EXERCISE INSTRUCTIONS: Retype, word for word, the line containing "Put one point on each instance of the car roof." and every line after it to the end. Skip pictures.

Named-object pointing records
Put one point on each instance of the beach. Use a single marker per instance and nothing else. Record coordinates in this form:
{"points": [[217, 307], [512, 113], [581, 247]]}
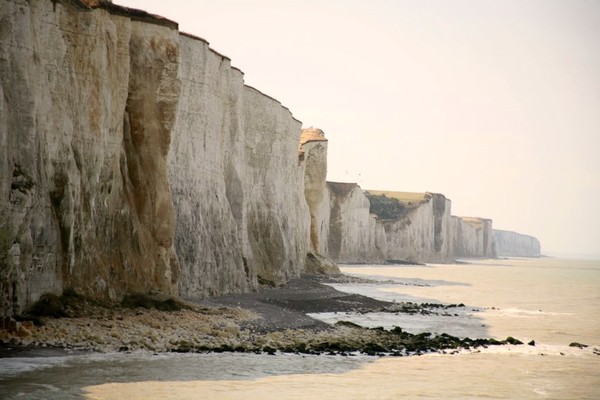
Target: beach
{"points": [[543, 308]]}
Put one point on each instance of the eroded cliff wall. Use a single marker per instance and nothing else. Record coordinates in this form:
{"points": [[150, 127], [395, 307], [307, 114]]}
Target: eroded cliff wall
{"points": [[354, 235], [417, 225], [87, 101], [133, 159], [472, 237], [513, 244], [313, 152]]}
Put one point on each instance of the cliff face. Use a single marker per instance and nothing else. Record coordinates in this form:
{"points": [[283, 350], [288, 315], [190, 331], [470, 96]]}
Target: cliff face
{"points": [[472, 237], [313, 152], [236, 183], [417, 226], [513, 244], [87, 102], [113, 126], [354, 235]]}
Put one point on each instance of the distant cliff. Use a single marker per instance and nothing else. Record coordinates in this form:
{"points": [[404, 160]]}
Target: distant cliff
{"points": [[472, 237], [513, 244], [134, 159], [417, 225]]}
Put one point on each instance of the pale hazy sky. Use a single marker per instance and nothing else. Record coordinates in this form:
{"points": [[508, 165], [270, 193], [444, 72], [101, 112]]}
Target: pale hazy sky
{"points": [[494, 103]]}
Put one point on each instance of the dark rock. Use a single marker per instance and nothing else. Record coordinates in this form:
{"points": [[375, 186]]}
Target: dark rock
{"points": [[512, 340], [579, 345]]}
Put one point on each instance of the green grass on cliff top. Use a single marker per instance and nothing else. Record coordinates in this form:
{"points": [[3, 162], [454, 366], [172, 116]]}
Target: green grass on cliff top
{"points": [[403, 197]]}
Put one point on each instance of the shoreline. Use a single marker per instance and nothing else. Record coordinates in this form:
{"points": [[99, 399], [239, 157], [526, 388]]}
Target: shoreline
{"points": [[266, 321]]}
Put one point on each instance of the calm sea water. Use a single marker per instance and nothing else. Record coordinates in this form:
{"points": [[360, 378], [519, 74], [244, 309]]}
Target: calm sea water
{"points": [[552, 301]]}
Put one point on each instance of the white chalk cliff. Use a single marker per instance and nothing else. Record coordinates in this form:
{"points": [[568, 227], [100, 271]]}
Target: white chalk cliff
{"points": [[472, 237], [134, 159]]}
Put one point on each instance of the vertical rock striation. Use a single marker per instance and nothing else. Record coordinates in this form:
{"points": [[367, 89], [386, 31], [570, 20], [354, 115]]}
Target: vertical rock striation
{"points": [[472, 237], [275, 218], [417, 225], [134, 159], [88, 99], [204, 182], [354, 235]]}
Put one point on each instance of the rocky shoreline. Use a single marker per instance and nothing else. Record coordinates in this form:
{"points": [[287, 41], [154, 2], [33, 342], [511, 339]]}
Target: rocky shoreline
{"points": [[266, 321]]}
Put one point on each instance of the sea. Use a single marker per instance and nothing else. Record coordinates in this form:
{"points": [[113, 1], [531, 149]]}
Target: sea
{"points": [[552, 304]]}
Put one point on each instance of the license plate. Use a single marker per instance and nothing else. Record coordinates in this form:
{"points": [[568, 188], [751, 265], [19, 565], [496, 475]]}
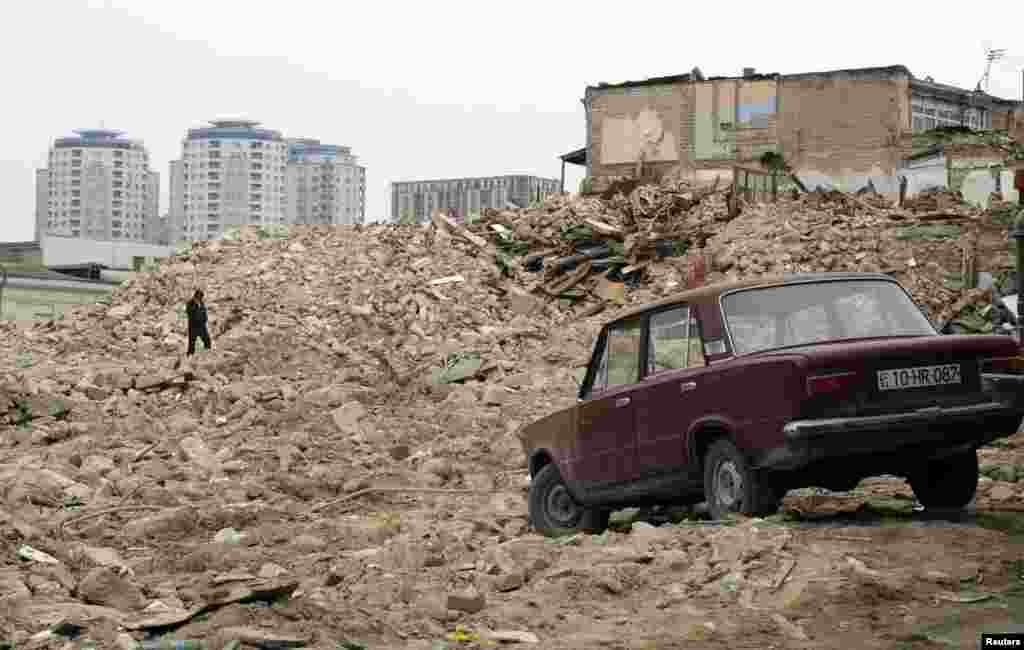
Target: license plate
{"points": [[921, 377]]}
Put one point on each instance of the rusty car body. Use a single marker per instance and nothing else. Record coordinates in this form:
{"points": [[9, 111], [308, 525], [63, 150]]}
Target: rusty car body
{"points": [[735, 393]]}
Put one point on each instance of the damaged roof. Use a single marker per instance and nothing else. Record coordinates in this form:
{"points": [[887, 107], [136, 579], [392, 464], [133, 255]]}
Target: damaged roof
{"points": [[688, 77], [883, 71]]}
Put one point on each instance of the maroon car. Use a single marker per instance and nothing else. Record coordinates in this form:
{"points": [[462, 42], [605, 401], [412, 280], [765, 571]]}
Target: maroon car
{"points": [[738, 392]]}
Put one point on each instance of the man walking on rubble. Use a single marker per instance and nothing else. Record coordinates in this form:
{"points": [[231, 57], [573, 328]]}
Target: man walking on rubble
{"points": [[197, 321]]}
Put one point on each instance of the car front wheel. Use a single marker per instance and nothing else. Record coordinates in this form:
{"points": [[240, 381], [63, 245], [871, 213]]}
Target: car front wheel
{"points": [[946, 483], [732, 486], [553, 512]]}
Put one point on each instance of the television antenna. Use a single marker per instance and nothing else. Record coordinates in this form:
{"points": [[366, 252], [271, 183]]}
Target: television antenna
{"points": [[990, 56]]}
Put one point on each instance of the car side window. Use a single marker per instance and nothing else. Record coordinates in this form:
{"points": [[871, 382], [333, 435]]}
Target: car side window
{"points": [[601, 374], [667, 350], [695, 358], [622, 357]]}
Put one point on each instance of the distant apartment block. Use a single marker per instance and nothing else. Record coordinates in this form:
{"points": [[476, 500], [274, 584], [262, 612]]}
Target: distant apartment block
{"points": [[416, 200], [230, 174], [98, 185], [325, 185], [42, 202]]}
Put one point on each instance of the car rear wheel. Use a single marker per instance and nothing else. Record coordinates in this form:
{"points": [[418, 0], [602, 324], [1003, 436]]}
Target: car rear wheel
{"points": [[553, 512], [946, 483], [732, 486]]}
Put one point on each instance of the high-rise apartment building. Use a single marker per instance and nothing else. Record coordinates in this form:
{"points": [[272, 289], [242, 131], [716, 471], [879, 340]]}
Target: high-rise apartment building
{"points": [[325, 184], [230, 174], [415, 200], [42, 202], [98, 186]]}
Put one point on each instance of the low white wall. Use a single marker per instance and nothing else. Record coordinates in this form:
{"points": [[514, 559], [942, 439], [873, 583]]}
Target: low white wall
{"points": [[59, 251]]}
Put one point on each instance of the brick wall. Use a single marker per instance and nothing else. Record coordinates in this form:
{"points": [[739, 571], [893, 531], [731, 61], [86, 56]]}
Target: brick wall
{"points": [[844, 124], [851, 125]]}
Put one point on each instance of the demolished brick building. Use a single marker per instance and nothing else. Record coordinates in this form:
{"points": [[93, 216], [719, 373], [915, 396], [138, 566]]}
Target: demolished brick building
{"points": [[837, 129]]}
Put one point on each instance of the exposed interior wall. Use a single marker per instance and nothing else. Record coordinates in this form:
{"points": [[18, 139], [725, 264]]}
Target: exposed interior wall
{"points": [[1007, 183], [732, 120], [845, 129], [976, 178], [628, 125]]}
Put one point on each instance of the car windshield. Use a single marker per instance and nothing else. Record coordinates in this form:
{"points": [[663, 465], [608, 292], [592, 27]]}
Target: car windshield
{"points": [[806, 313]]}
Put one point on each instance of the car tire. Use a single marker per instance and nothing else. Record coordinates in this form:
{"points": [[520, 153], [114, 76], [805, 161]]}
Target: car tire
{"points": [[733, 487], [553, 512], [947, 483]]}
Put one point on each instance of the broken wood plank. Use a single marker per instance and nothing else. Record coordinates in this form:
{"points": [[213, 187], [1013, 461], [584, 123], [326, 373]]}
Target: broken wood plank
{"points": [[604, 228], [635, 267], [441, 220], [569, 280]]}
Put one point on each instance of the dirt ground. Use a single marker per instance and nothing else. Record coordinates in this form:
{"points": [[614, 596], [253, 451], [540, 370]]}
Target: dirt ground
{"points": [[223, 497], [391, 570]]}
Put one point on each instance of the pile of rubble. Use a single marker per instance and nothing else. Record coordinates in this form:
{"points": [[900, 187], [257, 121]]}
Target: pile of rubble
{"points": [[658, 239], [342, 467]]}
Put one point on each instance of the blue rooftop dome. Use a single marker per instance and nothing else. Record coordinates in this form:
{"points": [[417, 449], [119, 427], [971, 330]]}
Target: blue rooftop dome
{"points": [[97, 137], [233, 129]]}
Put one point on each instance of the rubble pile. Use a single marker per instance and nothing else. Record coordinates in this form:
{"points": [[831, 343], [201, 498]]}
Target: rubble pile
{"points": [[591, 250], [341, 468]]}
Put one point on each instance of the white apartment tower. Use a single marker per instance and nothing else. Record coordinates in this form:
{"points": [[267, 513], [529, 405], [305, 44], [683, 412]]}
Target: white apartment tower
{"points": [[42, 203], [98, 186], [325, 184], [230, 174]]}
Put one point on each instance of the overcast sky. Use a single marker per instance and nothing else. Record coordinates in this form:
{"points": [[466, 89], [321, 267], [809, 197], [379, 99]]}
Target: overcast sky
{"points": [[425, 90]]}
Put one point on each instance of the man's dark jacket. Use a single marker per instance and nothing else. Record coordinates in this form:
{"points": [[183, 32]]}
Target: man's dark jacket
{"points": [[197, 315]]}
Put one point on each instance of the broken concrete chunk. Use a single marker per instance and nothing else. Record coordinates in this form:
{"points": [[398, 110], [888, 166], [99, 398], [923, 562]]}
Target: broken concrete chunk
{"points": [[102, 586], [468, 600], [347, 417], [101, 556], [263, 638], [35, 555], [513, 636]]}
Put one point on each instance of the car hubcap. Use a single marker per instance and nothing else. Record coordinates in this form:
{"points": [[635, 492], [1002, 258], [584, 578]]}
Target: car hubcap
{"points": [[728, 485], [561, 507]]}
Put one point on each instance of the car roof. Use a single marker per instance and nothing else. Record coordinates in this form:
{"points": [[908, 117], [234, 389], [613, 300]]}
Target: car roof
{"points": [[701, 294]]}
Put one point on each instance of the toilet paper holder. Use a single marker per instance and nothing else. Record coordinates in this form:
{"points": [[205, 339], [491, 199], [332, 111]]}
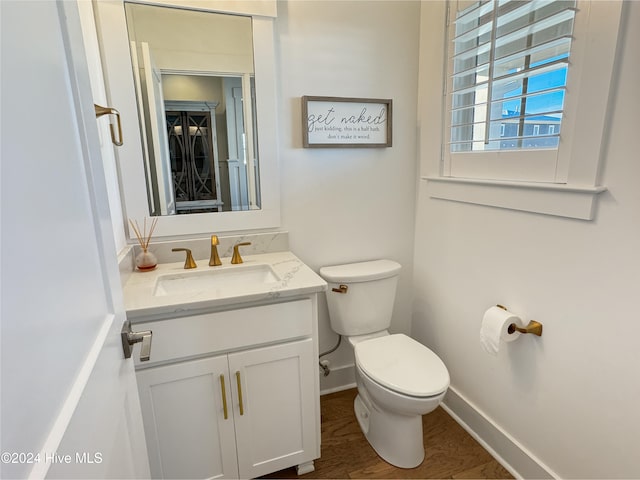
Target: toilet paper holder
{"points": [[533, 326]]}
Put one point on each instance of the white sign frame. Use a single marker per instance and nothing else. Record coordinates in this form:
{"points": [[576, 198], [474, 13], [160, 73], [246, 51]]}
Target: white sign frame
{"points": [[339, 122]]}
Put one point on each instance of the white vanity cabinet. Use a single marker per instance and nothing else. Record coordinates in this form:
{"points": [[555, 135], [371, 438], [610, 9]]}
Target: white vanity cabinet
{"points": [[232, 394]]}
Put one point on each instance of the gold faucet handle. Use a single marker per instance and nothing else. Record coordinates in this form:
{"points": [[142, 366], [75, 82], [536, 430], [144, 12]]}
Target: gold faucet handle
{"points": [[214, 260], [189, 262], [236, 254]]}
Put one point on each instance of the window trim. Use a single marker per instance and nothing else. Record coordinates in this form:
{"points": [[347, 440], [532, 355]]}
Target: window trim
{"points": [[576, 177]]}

RESPONSE TO THE TASK:
Put one point on each instance of the car roof. Use a single marker per instance and nothing else. Record coordinates in this form:
{"points": [[908, 117], [234, 389], [613, 300]]}
Target: car roof
{"points": [[701, 294]]}
Put one point on each instance of the toilet paper holder. Use a single marker per instance and nothing else. Record coordinates in this form:
{"points": [[205, 339], [491, 199], [332, 111]]}
Target: toilet paper holder
{"points": [[533, 326]]}
Put one point on each instance of the white sign frame. Use a single marker per instance and nothing else. Record coordinates in this form:
{"points": [[576, 198], [474, 13], [160, 73], [246, 51]]}
Target: white sign frame
{"points": [[339, 122]]}
Put one point on each instance of the white vanity cabinet. Use a single marker per instance and nothing else. Record coordinates in this form:
{"points": [[555, 135], [371, 438], [610, 9]]}
Target: white vanity cabinet
{"points": [[232, 394]]}
Put one point on each instance of the gold faucet handle. Use a single marker per instance and nothing else. Record coordinates in this form:
{"points": [[142, 366], [75, 82], [536, 430], [144, 12]]}
Target: gold faucet handle
{"points": [[214, 260], [189, 262], [236, 254]]}
Put one point on each instance of the window trim. Use a single marker per instance and nothing else. Record coordinates in this form:
{"points": [[347, 440], [532, 355]]}
Target: window trim
{"points": [[576, 177]]}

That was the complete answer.